**Exercise task:** Transcribe each line of the records below exactly, excluding any embedded images.
-=-=-=-=-
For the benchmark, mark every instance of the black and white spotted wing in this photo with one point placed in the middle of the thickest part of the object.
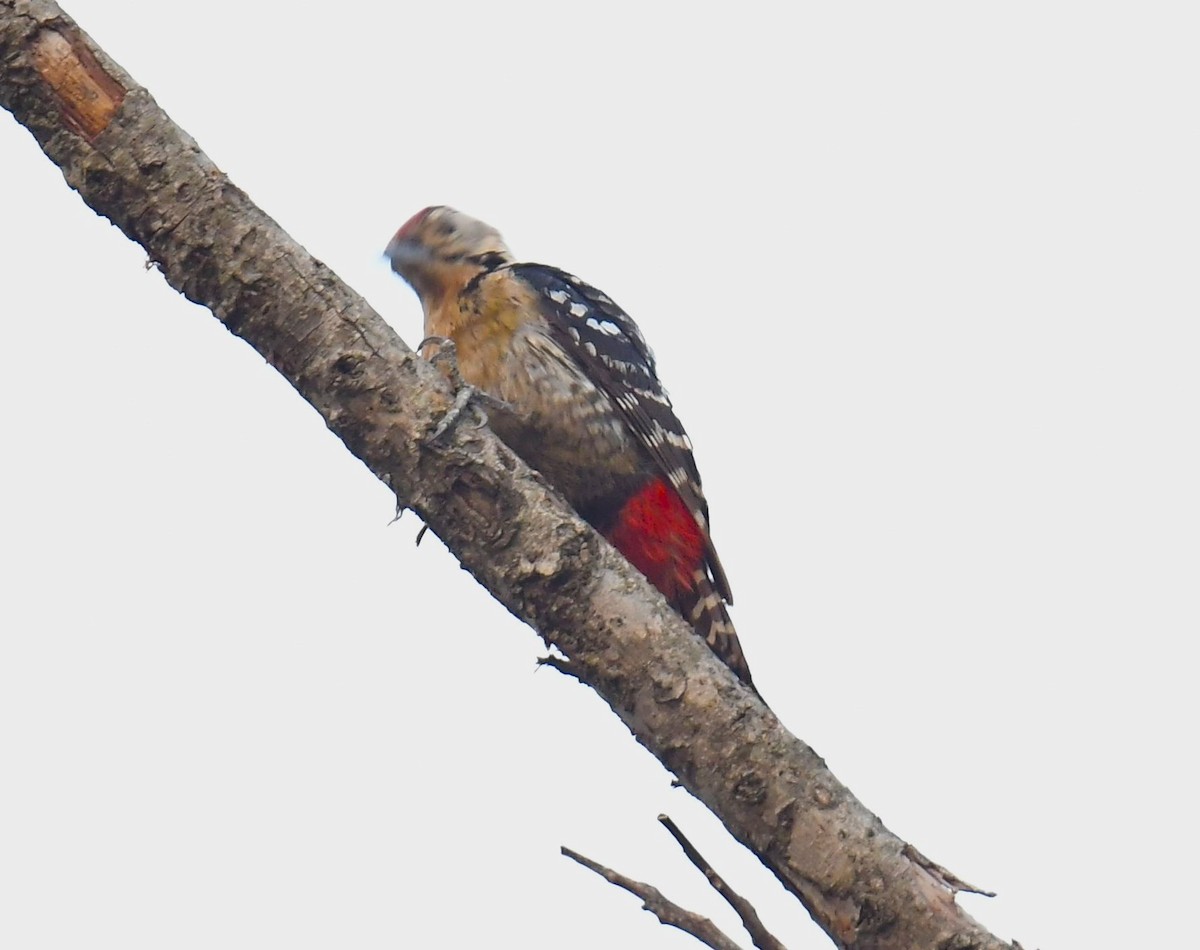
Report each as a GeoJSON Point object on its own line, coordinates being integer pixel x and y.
{"type": "Point", "coordinates": [610, 348]}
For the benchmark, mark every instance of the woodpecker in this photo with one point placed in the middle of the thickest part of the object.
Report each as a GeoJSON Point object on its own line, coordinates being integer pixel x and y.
{"type": "Point", "coordinates": [580, 401]}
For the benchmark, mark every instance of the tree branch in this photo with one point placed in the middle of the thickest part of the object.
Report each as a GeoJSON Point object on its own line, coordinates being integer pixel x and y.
{"type": "Point", "coordinates": [132, 164]}
{"type": "Point", "coordinates": [667, 912]}
{"type": "Point", "coordinates": [762, 938]}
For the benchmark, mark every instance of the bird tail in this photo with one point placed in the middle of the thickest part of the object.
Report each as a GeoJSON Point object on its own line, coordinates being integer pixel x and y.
{"type": "Point", "coordinates": [705, 609]}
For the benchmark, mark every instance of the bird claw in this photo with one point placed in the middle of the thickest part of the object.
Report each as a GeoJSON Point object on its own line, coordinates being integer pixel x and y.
{"type": "Point", "coordinates": [466, 395]}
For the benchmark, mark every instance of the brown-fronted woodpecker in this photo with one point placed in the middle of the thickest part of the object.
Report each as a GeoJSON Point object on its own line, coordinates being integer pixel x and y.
{"type": "Point", "coordinates": [580, 401]}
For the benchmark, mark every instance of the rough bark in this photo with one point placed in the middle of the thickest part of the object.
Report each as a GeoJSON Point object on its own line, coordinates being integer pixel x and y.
{"type": "Point", "coordinates": [132, 164]}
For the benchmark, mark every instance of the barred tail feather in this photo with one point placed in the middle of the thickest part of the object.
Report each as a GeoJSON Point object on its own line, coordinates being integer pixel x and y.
{"type": "Point", "coordinates": [705, 609]}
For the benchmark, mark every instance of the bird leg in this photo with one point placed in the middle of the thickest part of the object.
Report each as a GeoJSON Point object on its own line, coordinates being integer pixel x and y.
{"type": "Point", "coordinates": [466, 395]}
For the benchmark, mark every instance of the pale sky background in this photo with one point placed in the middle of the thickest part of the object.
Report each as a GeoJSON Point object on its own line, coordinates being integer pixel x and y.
{"type": "Point", "coordinates": [922, 281]}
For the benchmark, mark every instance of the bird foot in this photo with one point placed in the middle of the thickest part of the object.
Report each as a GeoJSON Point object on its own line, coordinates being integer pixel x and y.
{"type": "Point", "coordinates": [466, 395]}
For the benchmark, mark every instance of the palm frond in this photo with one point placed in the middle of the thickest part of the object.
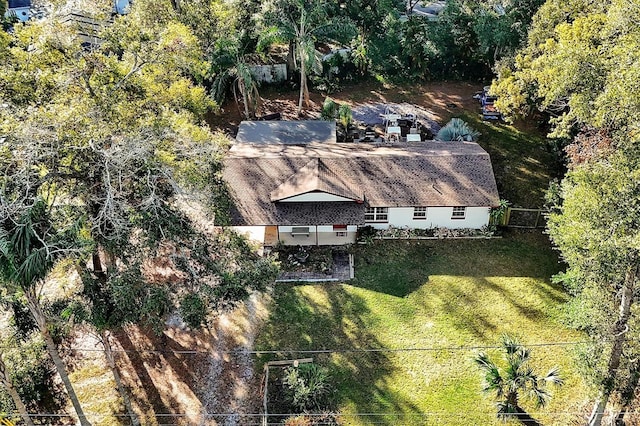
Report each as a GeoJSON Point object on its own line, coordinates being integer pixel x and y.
{"type": "Point", "coordinates": [34, 267]}
{"type": "Point", "coordinates": [271, 36]}
{"type": "Point", "coordinates": [457, 130]}
{"type": "Point", "coordinates": [553, 377]}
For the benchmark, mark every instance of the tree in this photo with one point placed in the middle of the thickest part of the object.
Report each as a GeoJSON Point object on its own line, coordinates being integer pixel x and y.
{"type": "Point", "coordinates": [596, 231]}
{"type": "Point", "coordinates": [30, 244]}
{"type": "Point", "coordinates": [230, 67]}
{"type": "Point", "coordinates": [580, 65]}
{"type": "Point", "coordinates": [515, 381]}
{"type": "Point", "coordinates": [303, 23]}
{"type": "Point", "coordinates": [457, 130]}
{"type": "Point", "coordinates": [112, 135]}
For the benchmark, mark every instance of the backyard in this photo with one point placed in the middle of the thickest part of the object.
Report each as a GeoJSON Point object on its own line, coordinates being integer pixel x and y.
{"type": "Point", "coordinates": [416, 303]}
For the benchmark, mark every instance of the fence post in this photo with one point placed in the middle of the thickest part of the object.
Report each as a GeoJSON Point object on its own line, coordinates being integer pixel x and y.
{"type": "Point", "coordinates": [507, 216]}
{"type": "Point", "coordinates": [266, 391]}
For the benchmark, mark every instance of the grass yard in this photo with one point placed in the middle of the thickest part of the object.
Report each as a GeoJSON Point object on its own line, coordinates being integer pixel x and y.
{"type": "Point", "coordinates": [521, 157]}
{"type": "Point", "coordinates": [431, 294]}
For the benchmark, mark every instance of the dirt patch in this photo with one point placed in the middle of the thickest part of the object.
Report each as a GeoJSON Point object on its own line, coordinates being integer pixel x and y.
{"type": "Point", "coordinates": [441, 100]}
{"type": "Point", "coordinates": [186, 377]}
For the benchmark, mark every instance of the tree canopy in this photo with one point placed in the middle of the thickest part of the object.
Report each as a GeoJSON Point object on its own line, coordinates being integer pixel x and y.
{"type": "Point", "coordinates": [581, 66]}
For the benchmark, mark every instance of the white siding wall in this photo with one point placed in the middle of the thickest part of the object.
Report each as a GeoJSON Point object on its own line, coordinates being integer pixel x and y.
{"type": "Point", "coordinates": [437, 217]}
{"type": "Point", "coordinates": [314, 196]}
{"type": "Point", "coordinates": [321, 235]}
{"type": "Point", "coordinates": [253, 233]}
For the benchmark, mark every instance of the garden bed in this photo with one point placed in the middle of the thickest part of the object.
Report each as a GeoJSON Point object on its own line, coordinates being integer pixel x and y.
{"type": "Point", "coordinates": [305, 259]}
{"type": "Point", "coordinates": [404, 233]}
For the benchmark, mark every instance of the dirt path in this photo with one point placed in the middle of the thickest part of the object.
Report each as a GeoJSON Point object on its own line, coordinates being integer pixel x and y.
{"type": "Point", "coordinates": [231, 384]}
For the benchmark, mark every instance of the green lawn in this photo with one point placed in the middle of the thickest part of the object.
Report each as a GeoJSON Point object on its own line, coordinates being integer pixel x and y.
{"type": "Point", "coordinates": [430, 294]}
{"type": "Point", "coordinates": [521, 157]}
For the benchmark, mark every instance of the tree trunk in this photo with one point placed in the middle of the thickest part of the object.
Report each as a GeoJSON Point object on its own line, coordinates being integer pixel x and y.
{"type": "Point", "coordinates": [104, 336]}
{"type": "Point", "coordinates": [619, 330]}
{"type": "Point", "coordinates": [6, 382]}
{"type": "Point", "coordinates": [307, 99]}
{"type": "Point", "coordinates": [41, 321]}
{"type": "Point", "coordinates": [291, 61]}
{"type": "Point", "coordinates": [245, 98]}
{"type": "Point", "coordinates": [524, 418]}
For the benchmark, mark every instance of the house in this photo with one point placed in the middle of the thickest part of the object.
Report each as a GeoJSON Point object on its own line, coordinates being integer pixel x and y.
{"type": "Point", "coordinates": [292, 182]}
{"type": "Point", "coordinates": [21, 9]}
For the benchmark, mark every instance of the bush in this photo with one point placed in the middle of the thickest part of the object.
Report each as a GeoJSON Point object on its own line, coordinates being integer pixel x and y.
{"type": "Point", "coordinates": [366, 233]}
{"type": "Point", "coordinates": [329, 109]}
{"type": "Point", "coordinates": [457, 130]}
{"type": "Point", "coordinates": [307, 386]}
{"type": "Point", "coordinates": [31, 371]}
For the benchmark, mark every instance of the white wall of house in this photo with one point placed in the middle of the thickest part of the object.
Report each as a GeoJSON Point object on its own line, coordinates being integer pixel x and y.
{"type": "Point", "coordinates": [318, 235]}
{"type": "Point", "coordinates": [314, 196]}
{"type": "Point", "coordinates": [269, 73]}
{"type": "Point", "coordinates": [253, 233]}
{"type": "Point", "coordinates": [22, 13]}
{"type": "Point", "coordinates": [437, 217]}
-=-=-=-=-
**Result for this exercise:**
For the benchmark, mark every instance of the black and white spotted wing in this photo with one point placed in the middle of the thickest part of the object.
Report each as a GeoJSON Point object on its own line, coordinates being integer pixel x and y.
{"type": "Point", "coordinates": [610, 348]}
For the benchmark, mark every instance of the woodpecker in this photo with one point placed in the middle of the thickest part of the object.
Report each as a GeoJSON Point object on its own line, coordinates being integer pixel x and y.
{"type": "Point", "coordinates": [580, 401]}
For the benchmark, mark every instance of the tree branch in this photo with one point placed in the middle of the thickest part of the object.
Report each as a GeoJSON Point object on its own line, coordinates being integer pixel x and y.
{"type": "Point", "coordinates": [132, 164]}
{"type": "Point", "coordinates": [667, 912]}
{"type": "Point", "coordinates": [762, 938]}
For the benchmark, mark every instance of the bird tail in this photo with one point placed in the middle of the thickest part of the object.
Report each as a GeoJSON Point object on its own line, coordinates being integer pixel x and y.
{"type": "Point", "coordinates": [705, 609]}
For the benchmark, mark every instance of the bird claw in this photo with one point placed in the middle of the thickest part of the object.
Report each as a GeoJSON Point object on its own line, coordinates being integer pixel x and y.
{"type": "Point", "coordinates": [466, 395]}
For the benchmark, mark every instance of the brown-fronted woodpecker in this photo with one point placed in the middle of the thickest part of the object.
Report each as a GeoJSON Point object on its own line, coordinates being integer pixel x and y.
{"type": "Point", "coordinates": [580, 401]}
For the benchmark, mark every instance of the rough bark in this photo with one point placed in the middle of the thickest part of the object.
Report each as a GeoJSON Point object on its own line, coordinates being integer pixel x and y.
{"type": "Point", "coordinates": [132, 164]}
For the benchmark, mark every instance of the barred tail feather in this photo with one point placed in the middle of the thickest part of the object.
Report each as a GeoJSON Point object on its own line, coordinates being integer pixel x and y.
{"type": "Point", "coordinates": [705, 609]}
For the benchmark, mark every instance of the bird leg in this photo with one point placed in the middle of the thickest part of the object.
Report each as a GeoJSON Point object on its own line, coordinates being integer pixel x and y.
{"type": "Point", "coordinates": [466, 395]}
For the benchmark, mark every instance of the pale sky background in this photo with one point placed in the middle of the thickest part of the object.
Report each as a GeoJSON Point object on its own line, coordinates being integer pixel x and y.
{"type": "Point", "coordinates": [922, 281]}
For the benchmark, mark every instance of the bird foot in this photo with one point placed in the middle of the thickest part of the object.
Report each as a GeoJSON Point object on its own line, coordinates being integer pixel x and y.
{"type": "Point", "coordinates": [466, 395]}
For the benchmark, mark every instance of the palm frond in this photo with one point placed in the middle of the thickest part of the object.
Report each as a GeoJSON Point object on its own line, coordinates being integer pixel x and y.
{"type": "Point", "coordinates": [34, 267]}
{"type": "Point", "coordinates": [271, 36]}
{"type": "Point", "coordinates": [457, 130]}
{"type": "Point", "coordinates": [553, 377]}
For the benchmark, mark every instance of the tree in this photo with one point placed in the middle of the thickest part of the object.
Report each as a GeoJSON Point object on its own line, coordinates being integer pixel x and y.
{"type": "Point", "coordinates": [596, 231]}
{"type": "Point", "coordinates": [30, 244]}
{"type": "Point", "coordinates": [230, 67]}
{"type": "Point", "coordinates": [580, 65]}
{"type": "Point", "coordinates": [515, 381]}
{"type": "Point", "coordinates": [303, 23]}
{"type": "Point", "coordinates": [457, 130]}
{"type": "Point", "coordinates": [112, 135]}
For the benchmark, mark every instance of the backyard in this photo with one point placed in the middle of the thickest part of the object.
Report each as a GeoJSON Point object on its own line, coordinates being integer pixel x and y.
{"type": "Point", "coordinates": [416, 303]}
For the benchmark, mark every instance of the fence post in this photo with one point placed in the middle of the thickest part of the object.
Report each as a GeoJSON Point object on its own line, coordinates being integer pixel x and y.
{"type": "Point", "coordinates": [507, 216]}
{"type": "Point", "coordinates": [266, 391]}
For the benchmark, mark every instance of the grass yard in this photo with one point placed in the middle of the thickest part of the object.
Report each as a GeoJSON Point object on its own line, coordinates being integer pixel x and y.
{"type": "Point", "coordinates": [521, 157]}
{"type": "Point", "coordinates": [431, 294]}
For the benchmark, mark every instance of the dirt patch in this photo with one point placed in the middle of the thickest part of the object.
Report each as a GeoJSON Point object on its own line, coordinates being integer pixel x and y.
{"type": "Point", "coordinates": [441, 100]}
{"type": "Point", "coordinates": [186, 377]}
For the benchmark, mark every instance of the tree canopy in this photo with one point placed in the middle of the thickest part of the object.
Report each as a GeoJSON Point object on its own line, coordinates being integer pixel x and y.
{"type": "Point", "coordinates": [581, 66]}
For the benchmark, mark every instance of the white siding wall in this photo with one point placed in the middle of the thickest part of the object.
Report each as a GeoJSON Point object on its own line, coordinates being integer pixel x and y.
{"type": "Point", "coordinates": [437, 217]}
{"type": "Point", "coordinates": [314, 196]}
{"type": "Point", "coordinates": [321, 235]}
{"type": "Point", "coordinates": [253, 233]}
For the benchmark, mark every instance of the garden bed in this photo with one point placed in the middle of the thickest part of the object.
Report each as a GeoJSON Point object on its own line, coordinates being integer pixel x and y.
{"type": "Point", "coordinates": [305, 259]}
{"type": "Point", "coordinates": [404, 233]}
For the benchmark, mark every instance of the dirt path in this photo with one point placed in the middle of the thickest part of the object.
Report each as a GeoJSON Point object on its own line, coordinates being integer pixel x and y.
{"type": "Point", "coordinates": [231, 384]}
For the benchmark, mark every instance of the green lawn in this photo with one point placed in the middle of the thickest part of the object.
Report each as a GeoJSON Point object on its own line, coordinates being integer pixel x and y.
{"type": "Point", "coordinates": [430, 294]}
{"type": "Point", "coordinates": [521, 157]}
For the benchmark, mark every instance of the tree trunk in this photo with one point placed in the middle of the thickest part of the object.
Report each as a GeoJSON Point object on its own line, coordinates being integer pixel x and y.
{"type": "Point", "coordinates": [104, 336]}
{"type": "Point", "coordinates": [619, 330]}
{"type": "Point", "coordinates": [6, 382]}
{"type": "Point", "coordinates": [307, 99]}
{"type": "Point", "coordinates": [41, 321]}
{"type": "Point", "coordinates": [291, 61]}
{"type": "Point", "coordinates": [245, 98]}
{"type": "Point", "coordinates": [524, 418]}
For the benchmark, mark every instance of the house in this photo with one point placed in the middle of the thickest part of the object.
Report each as a GeoJSON Point object on its own line, coordinates being integer pixel x and y.
{"type": "Point", "coordinates": [292, 182]}
{"type": "Point", "coordinates": [21, 9]}
For the benchmark, mark every instance of the bush in this photo with one point placed in the middle of the thickest part of the object.
Report each as a GeoJSON Point object on its own line, coordinates being integer pixel x and y.
{"type": "Point", "coordinates": [366, 233]}
{"type": "Point", "coordinates": [329, 109]}
{"type": "Point", "coordinates": [457, 130]}
{"type": "Point", "coordinates": [307, 386]}
{"type": "Point", "coordinates": [31, 371]}
For the benchmark, mark every instance of the white wall of house in this photo with one point placed in the middle of the thickest part of the object.
Report each as a GeoJSON Point object on its own line, coordinates being integer pixel x and y.
{"type": "Point", "coordinates": [318, 235]}
{"type": "Point", "coordinates": [314, 196]}
{"type": "Point", "coordinates": [269, 73]}
{"type": "Point", "coordinates": [253, 233]}
{"type": "Point", "coordinates": [22, 13]}
{"type": "Point", "coordinates": [437, 217]}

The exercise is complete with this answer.